Extracted records:
++++++++++++++++++++

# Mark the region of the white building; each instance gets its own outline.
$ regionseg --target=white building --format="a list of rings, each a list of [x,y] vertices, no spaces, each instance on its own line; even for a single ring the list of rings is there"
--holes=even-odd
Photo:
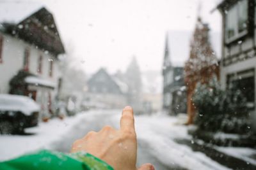
[[[223,1],[221,83],[241,90],[255,111],[256,6],[254,0]],[[254,114],[255,115],[255,114]]]
[[[0,93],[30,96],[40,104],[42,117],[50,117],[61,83],[58,55],[64,53],[53,17],[44,8],[16,23],[1,23]]]

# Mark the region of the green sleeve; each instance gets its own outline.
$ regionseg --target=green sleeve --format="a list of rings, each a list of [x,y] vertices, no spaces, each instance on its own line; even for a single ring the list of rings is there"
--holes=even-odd
[[[65,154],[48,150],[0,162],[1,170],[113,170],[105,162],[85,152]]]

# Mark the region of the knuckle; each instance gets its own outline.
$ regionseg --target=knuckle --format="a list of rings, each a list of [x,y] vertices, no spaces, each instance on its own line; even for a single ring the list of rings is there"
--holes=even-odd
[[[129,115],[123,115],[122,116],[122,118],[123,120],[124,119],[128,119],[129,120],[132,120],[132,122],[134,122],[134,118]]]
[[[89,132],[88,132],[86,136],[92,136],[93,134],[96,134],[96,132],[94,132],[94,131],[90,131]]]
[[[75,146],[79,145],[80,145],[81,143],[81,139],[76,140],[76,141],[73,143],[72,146]]]
[[[112,131],[113,128],[112,128],[112,127],[111,127],[109,125],[106,125],[106,126],[104,126],[104,127],[103,127],[103,130],[106,131]]]
[[[136,134],[131,131],[126,131],[123,134],[123,138],[124,139],[134,139],[136,138]]]

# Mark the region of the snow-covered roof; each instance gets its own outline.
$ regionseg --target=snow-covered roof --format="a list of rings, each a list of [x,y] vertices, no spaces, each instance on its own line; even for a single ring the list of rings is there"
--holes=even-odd
[[[39,106],[31,98],[19,95],[0,94],[0,110],[21,111],[30,115],[39,111]]]
[[[119,87],[122,92],[123,92],[124,94],[128,92],[129,87],[128,87],[127,84],[126,84],[125,82],[122,81],[122,80],[120,80],[119,78],[118,78],[116,77],[113,77],[113,79],[115,81],[115,82],[116,82],[117,85]]]
[[[141,73],[142,92],[161,94],[162,92],[162,76],[159,71],[147,71]]]
[[[28,84],[33,84],[38,86],[47,87],[54,89],[56,85],[45,79],[36,76],[28,76],[25,78],[25,82]]]

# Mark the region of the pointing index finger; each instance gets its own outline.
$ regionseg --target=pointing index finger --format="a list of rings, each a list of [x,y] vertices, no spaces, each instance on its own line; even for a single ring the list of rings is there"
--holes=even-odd
[[[120,120],[121,131],[134,132],[134,117],[133,110],[131,106],[126,106],[122,113]]]

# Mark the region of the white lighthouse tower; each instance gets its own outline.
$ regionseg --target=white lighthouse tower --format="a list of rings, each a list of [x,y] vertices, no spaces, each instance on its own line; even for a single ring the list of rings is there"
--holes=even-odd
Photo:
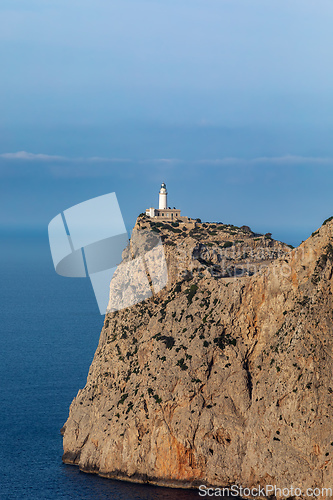
[[[159,202],[158,202],[159,210],[166,210],[168,208],[167,195],[168,195],[168,192],[166,190],[166,184],[164,182],[162,182],[160,193],[159,193]]]
[[[188,221],[188,217],[181,217],[179,208],[168,208],[168,192],[166,190],[165,182],[162,182],[161,189],[159,192],[158,208],[147,208],[146,216],[152,217],[153,219],[165,220],[165,221]]]

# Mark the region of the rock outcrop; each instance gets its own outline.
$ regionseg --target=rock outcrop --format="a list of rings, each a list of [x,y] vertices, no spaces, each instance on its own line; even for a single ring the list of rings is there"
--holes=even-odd
[[[185,229],[184,229],[185,228]],[[65,463],[160,485],[333,486],[333,221],[298,248],[154,224],[168,284],[107,314]]]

++++++++++++++++++++

Collect every line of the data above that contains the word "gets".

# Mark the region of the white building; each instance gets its own outline.
# Mark the region of the green sleeve; each instance gets its own outline.
# Mark the region of the knuckle; each instance gets its own outline.
# Mark the region of the snow-covered roof; each instance gets its own outline.
# Mark the region of the pointing index finger; each instance gets its own outline.
# Mark the region of the white lighthouse tower; each instance gets its own outline.
# Mark the region of the rock outcrop; each instance gets its own outline.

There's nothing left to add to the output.